*Task requirements*:
A - Reproduce word for word the stretch of the boot loop thread below, from "it only have" through "by step instruction?".
B - In the boot loop thread below, find the reply that begins "it dont have clear storage" and list every option it names.
C - Rewrite more briefly the paragraph of the boot loop thread below that begins "Only time I've seen this".

*Source excerpt*:
# hts evo 4g shift boot loop



## romas (Mar 6, 2010)

Hi i need some help

it start happening when i try to reboot phone

it stuck in boot loop like it it turn on htc logo then black out and do all ower again, white screen with htc logo again and again 

I try every signal option in hboot whit sd card in or out

here more info:

speed xe ship s-on
hboot-0.99.0001
radio-1.08.01.0111
emmc-boot

any help?


----------



## reesekcmo (Apr 19, 2012)

Only time I've seen this is when the OS has been modified, it sounds like you did more than reboot the phone.


----------



## romas (Mar 6, 2010)

that day I was using time laps app, probably that was the cause later that day. I did could forse stop that app but i did not


----------



## Junior777 (Jul 25, 2012)

Can try this.



> Here's how you fix the reboot loop.
> 
> 1. Take out the battery for few seconds. Now put it back
> 2. Hold down the Volume-Down key, and press the power button.
> ...


Can also try this.

My HTC Evo 4G is stuck on a reboot infinite loop - Android Forums at AndroidCentral.com


----------



## romas (Mar 6, 2010)

it dont have clear storage

it only have fastboot, recovery, factory reset, simlock, image crc
and none of them works only it works in fastboot-shod down


----------



## romas (Mar 6, 2010)

anyone has any sugestions with step by step instruction?


----------



## romas (Mar 6, 2010)

bump i still waiting


----------



## romas (Mar 6, 2010)

bumbbbb


----------

*Collected material*:

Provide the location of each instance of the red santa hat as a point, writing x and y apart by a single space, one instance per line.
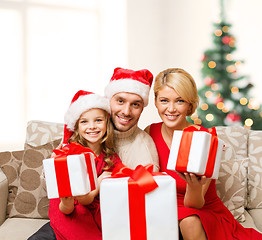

*Final answers*:
A -
it only have fastboot, recovery, factory reset, simlock, image crc
and none of them works only it works in fastboot-shod down


----------



## romas (Mar 6, 2010)

anyone has any sugestions with step by step instruction?

B -
- fastboot
- recovery
- factory reset
- simlock
- image crc

C - The replier has seen this only after the OS was modified and suspects more than a reboot was done.